• _Problem to solve_
Put every line of the records below into a Markdown table with the columns Row and Text, numbering the rows and leaving out any blank lines.

— Begin —

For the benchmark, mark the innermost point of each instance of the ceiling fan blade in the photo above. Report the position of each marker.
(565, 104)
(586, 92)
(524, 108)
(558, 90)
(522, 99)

— End —

• _Result of this task_
| Row | Text |
|---|---|
| 1 | For the benchmark, mark the innermost point of each instance of the ceiling fan blade in the photo above. Report the position of each marker. |
| 2 | (565, 104) |
| 3 | (586, 92) |
| 4 | (524, 108) |
| 5 | (558, 90) |
| 6 | (522, 99) |